AIM OF THE TASK. Find every line in the items below that contains the word "player", and copy each such line. Matching is case-sensitive.

SUPPLIED DATA.
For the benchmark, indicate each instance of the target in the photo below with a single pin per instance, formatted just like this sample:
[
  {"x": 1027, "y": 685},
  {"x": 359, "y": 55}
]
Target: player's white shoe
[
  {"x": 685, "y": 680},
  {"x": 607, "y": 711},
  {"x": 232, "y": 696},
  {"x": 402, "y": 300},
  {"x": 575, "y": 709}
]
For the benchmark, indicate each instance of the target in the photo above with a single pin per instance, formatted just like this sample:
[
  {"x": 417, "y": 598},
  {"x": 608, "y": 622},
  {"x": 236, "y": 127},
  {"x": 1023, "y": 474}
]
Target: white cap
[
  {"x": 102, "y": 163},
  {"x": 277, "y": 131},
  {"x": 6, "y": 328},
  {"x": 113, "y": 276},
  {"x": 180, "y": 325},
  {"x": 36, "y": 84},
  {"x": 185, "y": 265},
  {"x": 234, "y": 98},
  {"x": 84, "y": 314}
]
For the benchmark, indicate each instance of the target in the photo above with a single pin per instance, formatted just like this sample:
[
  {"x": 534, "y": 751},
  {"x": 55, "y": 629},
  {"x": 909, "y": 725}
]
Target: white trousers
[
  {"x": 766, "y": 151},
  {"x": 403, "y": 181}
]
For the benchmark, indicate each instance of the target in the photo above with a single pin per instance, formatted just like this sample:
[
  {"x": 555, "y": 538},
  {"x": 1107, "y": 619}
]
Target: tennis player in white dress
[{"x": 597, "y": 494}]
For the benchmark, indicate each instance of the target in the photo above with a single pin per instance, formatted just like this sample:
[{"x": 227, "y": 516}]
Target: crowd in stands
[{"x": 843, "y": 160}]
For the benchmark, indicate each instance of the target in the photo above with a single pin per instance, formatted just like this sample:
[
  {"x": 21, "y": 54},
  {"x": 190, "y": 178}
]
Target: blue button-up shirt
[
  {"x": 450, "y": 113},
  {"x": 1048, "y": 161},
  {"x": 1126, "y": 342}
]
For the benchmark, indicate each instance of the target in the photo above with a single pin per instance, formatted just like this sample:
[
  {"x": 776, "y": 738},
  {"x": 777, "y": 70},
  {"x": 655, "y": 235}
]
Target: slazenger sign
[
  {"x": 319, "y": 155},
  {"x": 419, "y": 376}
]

WRITTEN RESPONSE.
Target: player's white shoe
Target: tennis player in white dress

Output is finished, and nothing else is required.